» DESCRIPTION OF THE TASK
Copy each line below containing "officer".

» INFORMATION

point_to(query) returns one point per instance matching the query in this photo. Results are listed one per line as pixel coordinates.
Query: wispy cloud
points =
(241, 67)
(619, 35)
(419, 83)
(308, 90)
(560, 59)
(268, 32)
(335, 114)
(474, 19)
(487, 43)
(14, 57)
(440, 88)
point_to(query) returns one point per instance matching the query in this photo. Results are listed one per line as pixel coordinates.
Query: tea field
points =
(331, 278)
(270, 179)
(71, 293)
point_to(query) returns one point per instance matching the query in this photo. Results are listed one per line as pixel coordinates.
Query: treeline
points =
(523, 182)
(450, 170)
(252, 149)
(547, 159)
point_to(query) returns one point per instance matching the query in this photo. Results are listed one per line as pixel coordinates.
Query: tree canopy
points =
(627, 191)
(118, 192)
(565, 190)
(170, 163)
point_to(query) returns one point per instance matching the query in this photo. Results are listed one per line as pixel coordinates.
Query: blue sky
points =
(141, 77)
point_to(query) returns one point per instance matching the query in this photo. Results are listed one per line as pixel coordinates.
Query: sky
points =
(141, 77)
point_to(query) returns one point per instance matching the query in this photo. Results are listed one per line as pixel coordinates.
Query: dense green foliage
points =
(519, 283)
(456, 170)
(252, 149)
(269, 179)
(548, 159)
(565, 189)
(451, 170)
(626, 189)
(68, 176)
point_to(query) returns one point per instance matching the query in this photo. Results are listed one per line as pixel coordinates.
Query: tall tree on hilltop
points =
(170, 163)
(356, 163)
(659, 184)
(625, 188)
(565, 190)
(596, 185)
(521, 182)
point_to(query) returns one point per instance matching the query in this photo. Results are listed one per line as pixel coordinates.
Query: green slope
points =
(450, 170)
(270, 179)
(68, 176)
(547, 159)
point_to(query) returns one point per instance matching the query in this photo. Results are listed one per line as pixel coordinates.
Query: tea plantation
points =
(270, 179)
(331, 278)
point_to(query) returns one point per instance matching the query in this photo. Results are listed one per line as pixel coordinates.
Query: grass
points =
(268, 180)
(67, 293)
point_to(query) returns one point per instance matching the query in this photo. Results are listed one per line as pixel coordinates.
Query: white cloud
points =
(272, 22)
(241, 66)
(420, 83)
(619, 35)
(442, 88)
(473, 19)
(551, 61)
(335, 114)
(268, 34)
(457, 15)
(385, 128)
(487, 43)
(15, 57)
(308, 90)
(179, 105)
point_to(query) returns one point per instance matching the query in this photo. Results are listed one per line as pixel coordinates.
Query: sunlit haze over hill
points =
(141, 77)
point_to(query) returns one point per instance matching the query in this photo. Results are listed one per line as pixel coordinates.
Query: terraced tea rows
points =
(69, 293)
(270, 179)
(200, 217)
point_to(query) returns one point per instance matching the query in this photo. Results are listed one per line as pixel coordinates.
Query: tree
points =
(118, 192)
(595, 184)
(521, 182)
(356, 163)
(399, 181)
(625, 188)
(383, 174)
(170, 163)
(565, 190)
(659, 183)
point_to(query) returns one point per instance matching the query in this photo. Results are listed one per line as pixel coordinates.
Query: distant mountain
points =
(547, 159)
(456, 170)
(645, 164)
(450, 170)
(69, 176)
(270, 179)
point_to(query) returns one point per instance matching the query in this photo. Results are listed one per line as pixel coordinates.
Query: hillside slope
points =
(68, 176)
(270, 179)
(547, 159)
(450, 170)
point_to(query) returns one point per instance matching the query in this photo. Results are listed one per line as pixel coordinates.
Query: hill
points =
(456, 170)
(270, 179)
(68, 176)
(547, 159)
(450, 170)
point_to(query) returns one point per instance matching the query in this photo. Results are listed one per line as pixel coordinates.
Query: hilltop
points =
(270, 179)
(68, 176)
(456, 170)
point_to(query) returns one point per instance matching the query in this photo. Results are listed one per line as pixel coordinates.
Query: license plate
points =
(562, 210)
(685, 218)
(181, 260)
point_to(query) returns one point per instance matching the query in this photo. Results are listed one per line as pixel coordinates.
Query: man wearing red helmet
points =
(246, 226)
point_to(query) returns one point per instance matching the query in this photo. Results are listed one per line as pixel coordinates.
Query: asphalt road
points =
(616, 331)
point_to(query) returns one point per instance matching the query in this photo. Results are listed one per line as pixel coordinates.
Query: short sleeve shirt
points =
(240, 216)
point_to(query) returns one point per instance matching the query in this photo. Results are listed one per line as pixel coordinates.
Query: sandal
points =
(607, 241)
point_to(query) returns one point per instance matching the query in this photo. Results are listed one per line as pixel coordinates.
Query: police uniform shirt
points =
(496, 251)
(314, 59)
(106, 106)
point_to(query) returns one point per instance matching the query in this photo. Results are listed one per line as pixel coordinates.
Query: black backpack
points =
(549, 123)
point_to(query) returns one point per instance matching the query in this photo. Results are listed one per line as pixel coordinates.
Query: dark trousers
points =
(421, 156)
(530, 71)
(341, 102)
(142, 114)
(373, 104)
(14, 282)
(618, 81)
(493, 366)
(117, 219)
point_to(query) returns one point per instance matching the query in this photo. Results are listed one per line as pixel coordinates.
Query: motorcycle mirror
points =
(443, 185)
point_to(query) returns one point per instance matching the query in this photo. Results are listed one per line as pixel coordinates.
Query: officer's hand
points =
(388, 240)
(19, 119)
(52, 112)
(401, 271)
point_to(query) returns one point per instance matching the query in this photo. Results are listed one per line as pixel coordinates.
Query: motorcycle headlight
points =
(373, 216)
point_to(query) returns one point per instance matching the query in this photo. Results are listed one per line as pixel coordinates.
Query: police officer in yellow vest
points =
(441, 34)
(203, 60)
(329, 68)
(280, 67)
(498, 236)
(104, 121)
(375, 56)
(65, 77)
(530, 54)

» RESPONSE FOR THIS EXERCISE
Query: officer's hand
Query: police officer in yellow vest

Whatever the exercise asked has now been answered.